=== EXCERPT TO READ ===

The Fault In Our Stars, Film Review. Picturehouse@F.A.C.T, Liverpool.

Liverpool Sound and Vision Rating * * * *

Cast: Shailene Woodley, Ansel Elgort, Nat Wolff, Laura Dern, Sam Trammell, Mike Birbiglia, Lotte Verbeek, Willem Dafoe, Milica Govich, David Whalen, Ana Dela Cruz, Emily Peachey, Emily Bach.

It is rare, actually arguably near impossible, to find a film so heart-warming and yet so completely devastating at the same time. The dichotomy of the love that you feel for the two main characters trying its best to cope with the tears you feel running down your face in the type of constant movement that the M25 would love to be able to achieve on a Friday night during Rush Hour. Yet the dichotomy exists in stunning equal measure and creates a harmony of emotion that you just have to live with or ignore, there is no other way to handle The Fault In Our Stars than by giving in to it completely and utterly.

=== DATA SHOWN ===

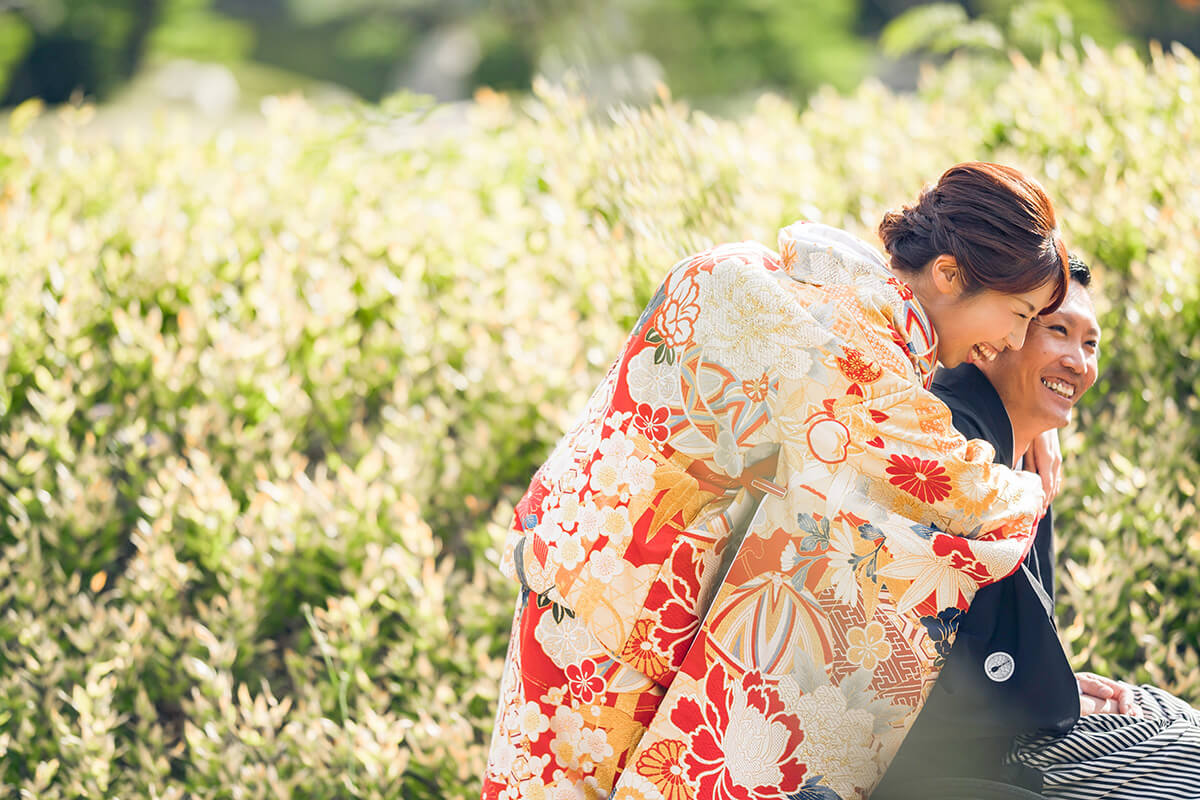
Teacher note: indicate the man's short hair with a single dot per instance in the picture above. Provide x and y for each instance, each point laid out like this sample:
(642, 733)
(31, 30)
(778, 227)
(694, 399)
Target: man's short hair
(1079, 271)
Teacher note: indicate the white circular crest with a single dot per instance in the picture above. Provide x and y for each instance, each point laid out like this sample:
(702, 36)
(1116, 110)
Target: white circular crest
(1000, 666)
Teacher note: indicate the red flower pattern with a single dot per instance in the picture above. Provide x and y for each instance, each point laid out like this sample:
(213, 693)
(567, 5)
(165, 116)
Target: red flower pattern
(925, 480)
(712, 762)
(652, 421)
(583, 680)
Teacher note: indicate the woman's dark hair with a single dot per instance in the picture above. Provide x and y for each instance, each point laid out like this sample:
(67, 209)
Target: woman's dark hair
(1080, 272)
(996, 222)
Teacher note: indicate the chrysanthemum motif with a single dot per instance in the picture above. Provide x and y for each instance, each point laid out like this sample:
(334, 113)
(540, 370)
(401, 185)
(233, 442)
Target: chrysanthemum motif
(642, 654)
(925, 480)
(663, 765)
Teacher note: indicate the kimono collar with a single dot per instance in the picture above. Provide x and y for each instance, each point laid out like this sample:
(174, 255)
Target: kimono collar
(966, 388)
(822, 254)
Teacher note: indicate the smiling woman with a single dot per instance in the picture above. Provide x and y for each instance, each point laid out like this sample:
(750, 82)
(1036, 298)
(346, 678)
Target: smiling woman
(765, 528)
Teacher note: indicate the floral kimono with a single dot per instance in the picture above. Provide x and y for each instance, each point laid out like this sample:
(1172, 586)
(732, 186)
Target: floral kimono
(745, 564)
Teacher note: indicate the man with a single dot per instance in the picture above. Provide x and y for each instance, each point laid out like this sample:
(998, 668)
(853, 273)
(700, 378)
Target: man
(1007, 674)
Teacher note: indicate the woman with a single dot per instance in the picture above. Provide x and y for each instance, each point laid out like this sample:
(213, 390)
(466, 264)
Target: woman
(744, 565)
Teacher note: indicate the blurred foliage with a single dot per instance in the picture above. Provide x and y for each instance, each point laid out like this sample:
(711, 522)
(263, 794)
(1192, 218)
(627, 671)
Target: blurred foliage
(717, 54)
(53, 49)
(267, 395)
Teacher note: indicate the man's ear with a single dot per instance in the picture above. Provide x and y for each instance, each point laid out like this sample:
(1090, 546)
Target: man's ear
(946, 275)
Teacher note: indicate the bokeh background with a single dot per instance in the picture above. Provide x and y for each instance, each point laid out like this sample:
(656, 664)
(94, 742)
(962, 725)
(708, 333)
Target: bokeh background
(217, 53)
(297, 294)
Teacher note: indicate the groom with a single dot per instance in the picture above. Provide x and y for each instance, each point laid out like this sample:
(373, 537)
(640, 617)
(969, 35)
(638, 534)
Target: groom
(1007, 672)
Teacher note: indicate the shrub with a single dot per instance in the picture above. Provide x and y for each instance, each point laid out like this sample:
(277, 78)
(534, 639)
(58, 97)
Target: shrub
(267, 395)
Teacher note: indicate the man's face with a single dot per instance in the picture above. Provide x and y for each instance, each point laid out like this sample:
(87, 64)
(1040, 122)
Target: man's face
(1041, 383)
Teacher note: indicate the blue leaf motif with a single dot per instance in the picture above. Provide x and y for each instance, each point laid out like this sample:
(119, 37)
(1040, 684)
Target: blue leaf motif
(813, 791)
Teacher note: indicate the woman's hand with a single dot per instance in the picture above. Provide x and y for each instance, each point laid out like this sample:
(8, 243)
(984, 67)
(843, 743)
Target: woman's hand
(1044, 457)
(1099, 695)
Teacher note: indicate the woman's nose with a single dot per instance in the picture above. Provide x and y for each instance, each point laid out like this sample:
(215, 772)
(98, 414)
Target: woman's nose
(1017, 338)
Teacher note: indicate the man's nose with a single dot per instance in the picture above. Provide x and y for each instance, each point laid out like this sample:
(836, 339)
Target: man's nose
(1074, 359)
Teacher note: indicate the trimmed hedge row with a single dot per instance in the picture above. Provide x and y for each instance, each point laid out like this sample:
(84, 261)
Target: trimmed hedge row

===

WHAT TO PRODUCE: Print the full review of The Fault In Our Stars shown above, copying every word and punctuation mark without change.

TASK RESULT:
The Fault In Our Stars, Film Review. Picturehouse@F.A.C.T, Liverpool.

Liverpool Sound and Vision Rating * * * *

Cast: Shailene Woodley, Ansel Elgort, Nat Wolff, Laura Dern, Sam Trammell, Mike Birbiglia, Lotte Verbeek, Willem Dafoe, Milica Govich, David Whalen, Ana Dela Cruz, Emily Peachey, Emily Bach.

It is rare, actually arguably near impossible, to find a film so heart-warming and yet so completely devastating at the same time. The dichotomy of the love that you feel for the two main characters trying its best to cope with the tears you feel running down your face in the type of constant movement that the M25 would love to be able to achieve on a Friday night during Rush Hour. Yet the dichotomy exists in stunning equal measure and creates a harmony of emotion that you just have to live with or ignore, there is no other way to handle The Fault In Our Stars than by giving in to it completely and utterly.